→ Brano

::::::::::

Notturni, la nuova mostra del mattatoio

Cogitore fino al 29 maggio a Roma

Clément Cogitore, espone a Roma nella mostra Notturni. Artista e cineasta, nato a Colmar nel 1983, è riconosciuto come uno dei più interessanti artisti contemporanei in Francia. Tra i numerosi premi ricevuti, si ricorda in particolare il premio Marcel Duchamp nel 2018, il premio della Fondation d’Entreprise Ricard nel 2016, il premio Sciences Po, il Bal Prize per artisti emergenti nel 2015 ed infine il Gran Premio del Salon de Montrouge, nel 2011. Le sue opere sono state esposte al Palais de Tokyo e al Centre Georges Pompidou di Parigi, all’ICA di Londra, presso l’Haus der Kulturen der Welt a Berlino, al MoMA di New York, al MNBA in Québec, al SeMA Bunker di Seoul, al Red Brick Art Museum di Pechino, al Rockbund Museum di Shangai, al Kunsthaus di Basilea, all’Hirschhorn Museum and Sculpture Garden di Washington e al MUDAM di Lussemburgo.

::::::::::

→ Dati in esame
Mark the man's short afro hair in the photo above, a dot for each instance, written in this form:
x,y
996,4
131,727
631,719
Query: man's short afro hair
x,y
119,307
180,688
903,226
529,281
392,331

::::::::::

→ Cosa si richiede
Prosegui il testo sulla mostra Notturni di Clément Cogitore a Roma a partire dall'ultima frase riportata.

→ Risposta alla consegna
Nell’esposizione “Notturni”, allestita nel padiglione 9a del Mattatoio di Roma dal 16 marzo al 29 maggio 2022, a cura di Maria Laura Cavaliere, l’artista presenta – per la prima volta in Italia – una selezione delle sue più importanti opere video, nelle quali esplora le contraddizioni e le ambiguità delle immagini contemporanee tra verità e falsificazione, testimonianza diretta e ready-made di immagini filmiche, mettendo in discussione il rapporto con il reale e con la storia. La mostra è promossa da Roma Culture e dall’Azienda Speciale Palaexpo, con la collaborazione di due importanti partner istituzionali: l’Accademia di Francia a Roma – Villa Medici e l’Institut français di Parigi. Dopo l’esposizione al Mattatoio, il Madre di Napoli presenterà nel mese di giugno la nuova installazione di Cogitore “Ferdinandea” che prende l’avvio dalla storia dell’isola omonima per narrazioni e speculazioni geopolitiche.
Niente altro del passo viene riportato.